**REQUIRED ACTION 1**
List every distinct reference number cited in square brackets in the passage on epigenome editing.
**REQUIRED ACTION 2**
Please translate this sentence from the passage on epigenome editing into Spanish: "Coordinated changes may be necessary to discern the synergistic function of imprinting structures."
**REQUIRED ACTION 3**
In the passage on epigenome editing, for how long after transfection did the methylation changes remain heritable across mitotic divisions?

The CRISPR/dCas9 tool from Vojta uses the catalytic domain of DNMT3A to add repressive DNA methylation marks [32]. This achieved targeted CpG methylation in an approximately 35 base pair wide region, and multiplexing sgRNAs expanded the region of de novo methylation. The study targeted the CpG islands within the promoter regions of IL6ST and BACH2 (neither imprinted), genes relevant for N-glycosylation of IgG and associated with some autoimmune diseases [36,37]. Expression changes from these genes following targeted CpG methylation provide proof of concept for targeted dosage control by epigenome editing. IL6ST in particular showed more than twofold decrease in transcript level. Moreover, changes in methylation were heritable across mitotic divisions up to 42 days after transfection. Such heritability of regulatory modifications created by EpiEffectors is crucial to explorations of the functional consequences of imprinting. To properly mimic true epigenetic change and reveal long-term developmental consequences, the mark must be long lasting and maintainable. In theory, application of the dCas9–DNMT3A tool to ICRs could engineer epigenetically driven dosage control that avoids changes to endogenous genomic sequence or the introduction of transgenes.
Use of a catalytically inactive DNMT3A domain in the Vojta et al. construct still created low levels of methylation activity at the target [32]. This suggests the EpiEffector recruits cell-endogenous interaction partners with effector activity. EpiEffectors need not act exclusively to add and remove regulatory marks from the loci of interest, but attribution of any functional consequences must acknowledge the full contextual change induced by targeting the EpiEffector to the site. For example, changes in regulatory imprinting marks at the Prader–Willi syndrome ICR could dysregulate the noncoding C/D box snoRNA clusters (SNORDs) within region 15q11.2-q13 [38]. One of these clusters, encoding SNORD116, changes the expression of over 200 genes when overexpressed in HEK293T culture. Changing marks regulating the imprinted expression pattern of these snoRNAs could create a cascading effect on gene expression that conceals the immediate effect of the experimental manipulation. However, while recruitment of endogenous mechanisms might obscure the effect of individual marks, especially if additional marks are altered or other regulatory agents are affected, it is likely these joint changes will better mimic imprinting patterns than simple changes added one by one.
However, in the absence of a single, cascading change establishing full imprinting functions, researchers must consider the use of multiple EpiEffectors to break down and construct complex regulatory architecture. The systematic breakdown of epigenetic architectures can demonstrate the minimum points at which regulatory marks attract these secondary modification and maintenance enzymes. Coordinated changes may be necessary to discern the synergistic function of imprinting structures.

**RECORDS**
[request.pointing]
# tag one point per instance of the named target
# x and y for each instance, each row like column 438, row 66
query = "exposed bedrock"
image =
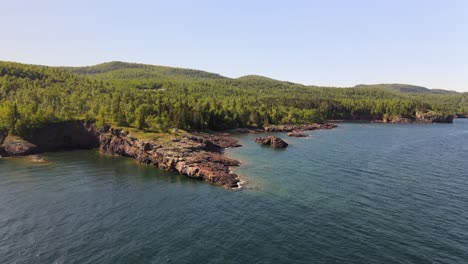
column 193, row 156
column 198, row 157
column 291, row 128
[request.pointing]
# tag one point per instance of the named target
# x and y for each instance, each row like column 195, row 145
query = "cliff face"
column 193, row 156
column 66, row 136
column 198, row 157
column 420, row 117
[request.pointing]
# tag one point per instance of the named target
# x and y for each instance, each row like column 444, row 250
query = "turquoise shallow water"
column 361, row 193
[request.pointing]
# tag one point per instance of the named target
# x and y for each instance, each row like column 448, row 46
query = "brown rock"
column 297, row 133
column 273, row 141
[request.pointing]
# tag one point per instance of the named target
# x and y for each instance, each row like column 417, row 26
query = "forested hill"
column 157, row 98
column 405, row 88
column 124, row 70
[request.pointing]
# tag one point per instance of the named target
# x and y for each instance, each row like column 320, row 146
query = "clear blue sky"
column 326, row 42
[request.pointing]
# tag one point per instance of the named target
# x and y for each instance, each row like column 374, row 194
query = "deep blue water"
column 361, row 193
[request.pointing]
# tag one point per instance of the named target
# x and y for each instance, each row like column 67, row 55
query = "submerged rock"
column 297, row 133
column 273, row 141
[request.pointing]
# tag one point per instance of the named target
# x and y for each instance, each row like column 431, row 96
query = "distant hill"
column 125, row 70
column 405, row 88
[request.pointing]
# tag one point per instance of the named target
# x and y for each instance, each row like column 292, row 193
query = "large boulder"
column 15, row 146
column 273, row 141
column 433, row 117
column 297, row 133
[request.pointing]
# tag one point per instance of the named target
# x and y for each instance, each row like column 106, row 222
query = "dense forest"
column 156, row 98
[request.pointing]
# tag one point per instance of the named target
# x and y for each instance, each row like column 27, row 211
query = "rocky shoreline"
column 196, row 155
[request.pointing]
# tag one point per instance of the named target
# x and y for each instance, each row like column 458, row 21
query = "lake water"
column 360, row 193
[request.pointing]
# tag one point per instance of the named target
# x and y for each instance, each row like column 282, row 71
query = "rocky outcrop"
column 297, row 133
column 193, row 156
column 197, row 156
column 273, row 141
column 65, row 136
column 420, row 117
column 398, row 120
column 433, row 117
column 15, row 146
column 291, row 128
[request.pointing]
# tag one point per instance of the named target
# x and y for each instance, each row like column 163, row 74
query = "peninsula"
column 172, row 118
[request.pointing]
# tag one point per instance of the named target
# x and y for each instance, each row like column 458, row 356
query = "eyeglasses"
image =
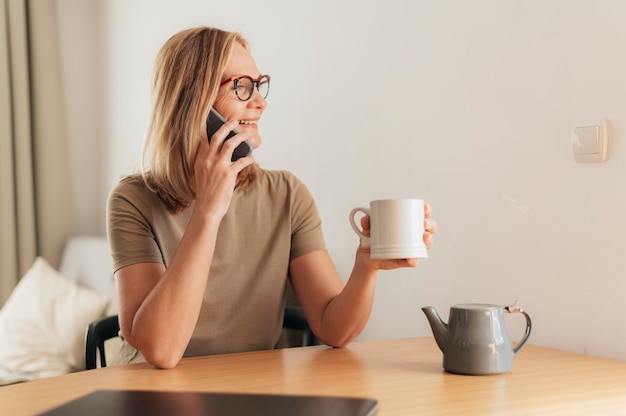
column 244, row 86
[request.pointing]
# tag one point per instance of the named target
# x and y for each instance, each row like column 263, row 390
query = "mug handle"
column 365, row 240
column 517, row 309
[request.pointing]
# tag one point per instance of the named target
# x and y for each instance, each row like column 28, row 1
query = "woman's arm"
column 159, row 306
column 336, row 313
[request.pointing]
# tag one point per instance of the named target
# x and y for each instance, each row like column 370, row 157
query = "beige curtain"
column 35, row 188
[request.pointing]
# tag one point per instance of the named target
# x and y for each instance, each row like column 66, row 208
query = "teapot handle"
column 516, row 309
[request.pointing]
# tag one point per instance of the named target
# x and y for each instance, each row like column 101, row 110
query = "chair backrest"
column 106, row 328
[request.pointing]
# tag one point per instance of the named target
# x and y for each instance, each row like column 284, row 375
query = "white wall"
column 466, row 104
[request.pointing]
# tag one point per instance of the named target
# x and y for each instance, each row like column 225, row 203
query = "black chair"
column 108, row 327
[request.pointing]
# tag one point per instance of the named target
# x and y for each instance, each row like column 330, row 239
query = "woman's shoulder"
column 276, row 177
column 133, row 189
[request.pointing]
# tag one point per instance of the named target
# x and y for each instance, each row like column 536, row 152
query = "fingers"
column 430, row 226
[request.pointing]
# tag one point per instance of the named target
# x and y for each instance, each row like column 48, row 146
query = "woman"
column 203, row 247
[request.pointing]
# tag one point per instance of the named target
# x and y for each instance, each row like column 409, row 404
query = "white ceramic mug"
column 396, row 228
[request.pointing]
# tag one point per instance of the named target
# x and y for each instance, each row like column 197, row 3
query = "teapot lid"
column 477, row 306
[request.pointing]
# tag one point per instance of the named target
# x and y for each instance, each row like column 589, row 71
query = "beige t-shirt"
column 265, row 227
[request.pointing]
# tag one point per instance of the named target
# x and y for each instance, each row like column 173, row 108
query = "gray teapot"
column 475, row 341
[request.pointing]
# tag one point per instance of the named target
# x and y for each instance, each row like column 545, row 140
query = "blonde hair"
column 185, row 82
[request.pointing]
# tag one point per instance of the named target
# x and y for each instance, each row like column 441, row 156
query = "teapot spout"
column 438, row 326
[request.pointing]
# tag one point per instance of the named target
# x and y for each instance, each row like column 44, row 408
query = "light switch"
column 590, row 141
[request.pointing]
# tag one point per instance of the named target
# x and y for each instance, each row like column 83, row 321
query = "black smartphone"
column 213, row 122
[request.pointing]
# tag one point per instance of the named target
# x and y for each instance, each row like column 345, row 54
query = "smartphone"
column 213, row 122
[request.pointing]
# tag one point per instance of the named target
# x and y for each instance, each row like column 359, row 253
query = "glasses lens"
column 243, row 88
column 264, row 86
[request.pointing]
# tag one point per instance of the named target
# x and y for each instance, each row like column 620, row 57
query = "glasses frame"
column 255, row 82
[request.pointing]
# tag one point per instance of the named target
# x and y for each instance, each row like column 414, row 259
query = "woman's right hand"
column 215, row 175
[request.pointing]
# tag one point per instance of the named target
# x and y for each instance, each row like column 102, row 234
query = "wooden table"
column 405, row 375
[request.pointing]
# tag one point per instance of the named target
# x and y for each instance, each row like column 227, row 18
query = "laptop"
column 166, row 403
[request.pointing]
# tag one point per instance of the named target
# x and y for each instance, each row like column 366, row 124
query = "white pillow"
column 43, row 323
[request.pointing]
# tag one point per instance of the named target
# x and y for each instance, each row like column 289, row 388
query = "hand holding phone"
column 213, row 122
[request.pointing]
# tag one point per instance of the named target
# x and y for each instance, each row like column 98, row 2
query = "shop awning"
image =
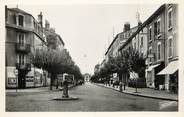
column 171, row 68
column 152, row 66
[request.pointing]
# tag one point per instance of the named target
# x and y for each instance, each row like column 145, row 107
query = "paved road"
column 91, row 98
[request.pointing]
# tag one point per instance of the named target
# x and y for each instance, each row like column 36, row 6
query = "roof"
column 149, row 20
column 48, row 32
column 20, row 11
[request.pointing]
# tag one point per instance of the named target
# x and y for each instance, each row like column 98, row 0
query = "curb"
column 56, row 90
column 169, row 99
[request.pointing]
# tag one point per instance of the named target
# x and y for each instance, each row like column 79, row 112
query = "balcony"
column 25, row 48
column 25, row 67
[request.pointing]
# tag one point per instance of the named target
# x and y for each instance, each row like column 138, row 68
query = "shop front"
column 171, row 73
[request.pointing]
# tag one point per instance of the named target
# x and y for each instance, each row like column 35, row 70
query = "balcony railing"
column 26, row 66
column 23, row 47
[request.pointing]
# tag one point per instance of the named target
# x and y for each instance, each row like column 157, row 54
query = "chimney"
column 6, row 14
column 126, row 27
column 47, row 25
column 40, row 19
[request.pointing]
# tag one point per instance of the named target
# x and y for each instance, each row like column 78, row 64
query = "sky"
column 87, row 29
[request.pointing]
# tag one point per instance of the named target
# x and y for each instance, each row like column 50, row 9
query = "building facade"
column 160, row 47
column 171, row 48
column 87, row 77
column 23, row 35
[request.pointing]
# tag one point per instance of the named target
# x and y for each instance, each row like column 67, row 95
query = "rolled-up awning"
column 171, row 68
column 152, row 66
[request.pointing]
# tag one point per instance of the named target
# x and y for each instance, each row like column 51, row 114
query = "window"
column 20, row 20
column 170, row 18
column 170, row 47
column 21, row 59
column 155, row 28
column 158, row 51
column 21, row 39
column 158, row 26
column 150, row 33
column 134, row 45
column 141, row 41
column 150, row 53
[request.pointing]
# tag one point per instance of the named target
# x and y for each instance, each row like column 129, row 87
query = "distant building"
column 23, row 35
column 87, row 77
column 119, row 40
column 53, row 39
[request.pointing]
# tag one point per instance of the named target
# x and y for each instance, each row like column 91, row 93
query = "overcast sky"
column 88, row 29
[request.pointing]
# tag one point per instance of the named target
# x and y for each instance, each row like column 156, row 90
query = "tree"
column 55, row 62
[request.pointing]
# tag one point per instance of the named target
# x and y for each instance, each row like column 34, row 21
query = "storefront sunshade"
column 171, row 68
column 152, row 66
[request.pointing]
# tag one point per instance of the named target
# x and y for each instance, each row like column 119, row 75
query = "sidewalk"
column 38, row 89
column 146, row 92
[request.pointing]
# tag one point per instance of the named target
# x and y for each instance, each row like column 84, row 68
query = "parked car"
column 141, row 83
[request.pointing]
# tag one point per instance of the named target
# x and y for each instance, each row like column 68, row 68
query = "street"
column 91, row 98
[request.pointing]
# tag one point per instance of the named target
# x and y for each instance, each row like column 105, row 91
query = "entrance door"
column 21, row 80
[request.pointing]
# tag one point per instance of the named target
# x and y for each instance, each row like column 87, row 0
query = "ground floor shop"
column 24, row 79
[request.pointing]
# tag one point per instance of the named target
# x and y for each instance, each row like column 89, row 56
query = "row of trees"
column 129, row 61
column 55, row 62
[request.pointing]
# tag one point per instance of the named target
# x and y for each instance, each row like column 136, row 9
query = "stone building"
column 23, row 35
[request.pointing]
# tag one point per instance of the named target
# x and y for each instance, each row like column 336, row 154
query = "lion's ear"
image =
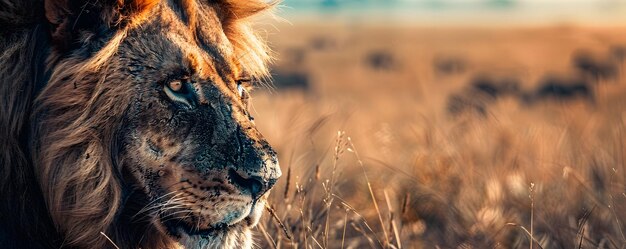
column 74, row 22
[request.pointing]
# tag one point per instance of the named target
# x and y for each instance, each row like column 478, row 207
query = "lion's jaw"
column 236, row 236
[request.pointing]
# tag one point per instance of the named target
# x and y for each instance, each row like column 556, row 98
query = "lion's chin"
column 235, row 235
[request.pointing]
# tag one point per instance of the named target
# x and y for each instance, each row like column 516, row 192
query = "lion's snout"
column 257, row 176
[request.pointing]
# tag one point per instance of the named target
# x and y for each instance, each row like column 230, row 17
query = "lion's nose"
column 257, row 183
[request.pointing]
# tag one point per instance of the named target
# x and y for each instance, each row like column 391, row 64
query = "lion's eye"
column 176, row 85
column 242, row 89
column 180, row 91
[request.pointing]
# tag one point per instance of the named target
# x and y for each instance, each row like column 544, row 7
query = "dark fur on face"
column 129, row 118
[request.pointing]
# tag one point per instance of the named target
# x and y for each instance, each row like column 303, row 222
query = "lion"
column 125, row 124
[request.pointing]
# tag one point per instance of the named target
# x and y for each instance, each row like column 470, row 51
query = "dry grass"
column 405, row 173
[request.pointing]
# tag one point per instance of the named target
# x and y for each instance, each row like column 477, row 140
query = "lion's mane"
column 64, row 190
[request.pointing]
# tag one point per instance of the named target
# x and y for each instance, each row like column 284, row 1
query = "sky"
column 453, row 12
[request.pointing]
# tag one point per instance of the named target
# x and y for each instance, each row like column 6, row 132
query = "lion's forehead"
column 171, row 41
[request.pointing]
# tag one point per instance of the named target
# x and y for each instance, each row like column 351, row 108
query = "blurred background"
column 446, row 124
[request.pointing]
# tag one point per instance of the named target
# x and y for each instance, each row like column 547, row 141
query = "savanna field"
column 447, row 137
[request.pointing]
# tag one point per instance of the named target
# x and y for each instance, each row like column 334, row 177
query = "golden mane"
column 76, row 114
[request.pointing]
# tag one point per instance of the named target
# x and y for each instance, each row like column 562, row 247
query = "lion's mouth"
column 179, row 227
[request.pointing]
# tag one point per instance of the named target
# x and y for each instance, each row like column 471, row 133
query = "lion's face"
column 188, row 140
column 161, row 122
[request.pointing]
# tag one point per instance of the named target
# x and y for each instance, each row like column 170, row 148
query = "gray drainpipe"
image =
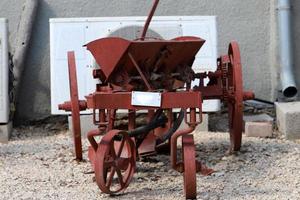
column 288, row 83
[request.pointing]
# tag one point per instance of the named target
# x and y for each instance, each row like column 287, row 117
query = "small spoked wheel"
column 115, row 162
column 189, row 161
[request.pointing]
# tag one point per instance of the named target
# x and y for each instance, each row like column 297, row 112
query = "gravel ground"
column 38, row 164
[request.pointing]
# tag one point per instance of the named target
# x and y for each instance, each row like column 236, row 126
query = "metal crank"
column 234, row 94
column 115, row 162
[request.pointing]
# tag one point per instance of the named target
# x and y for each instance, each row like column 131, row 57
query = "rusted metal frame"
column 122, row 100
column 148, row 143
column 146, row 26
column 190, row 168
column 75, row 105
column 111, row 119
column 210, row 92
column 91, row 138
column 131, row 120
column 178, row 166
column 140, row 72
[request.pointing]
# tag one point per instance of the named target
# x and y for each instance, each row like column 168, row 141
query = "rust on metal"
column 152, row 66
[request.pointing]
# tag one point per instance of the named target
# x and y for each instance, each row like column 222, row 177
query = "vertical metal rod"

**EXERCISE SOLUTION 1**
32, 36, 37, 38

**EXERCISE SOLUTION 2**
Es posible que se necesiten cambios coordinados para discernir la función sinérgica de las estructuras de impronta.

**EXERCISE SOLUTION 3**
Up to 42 days after transfection.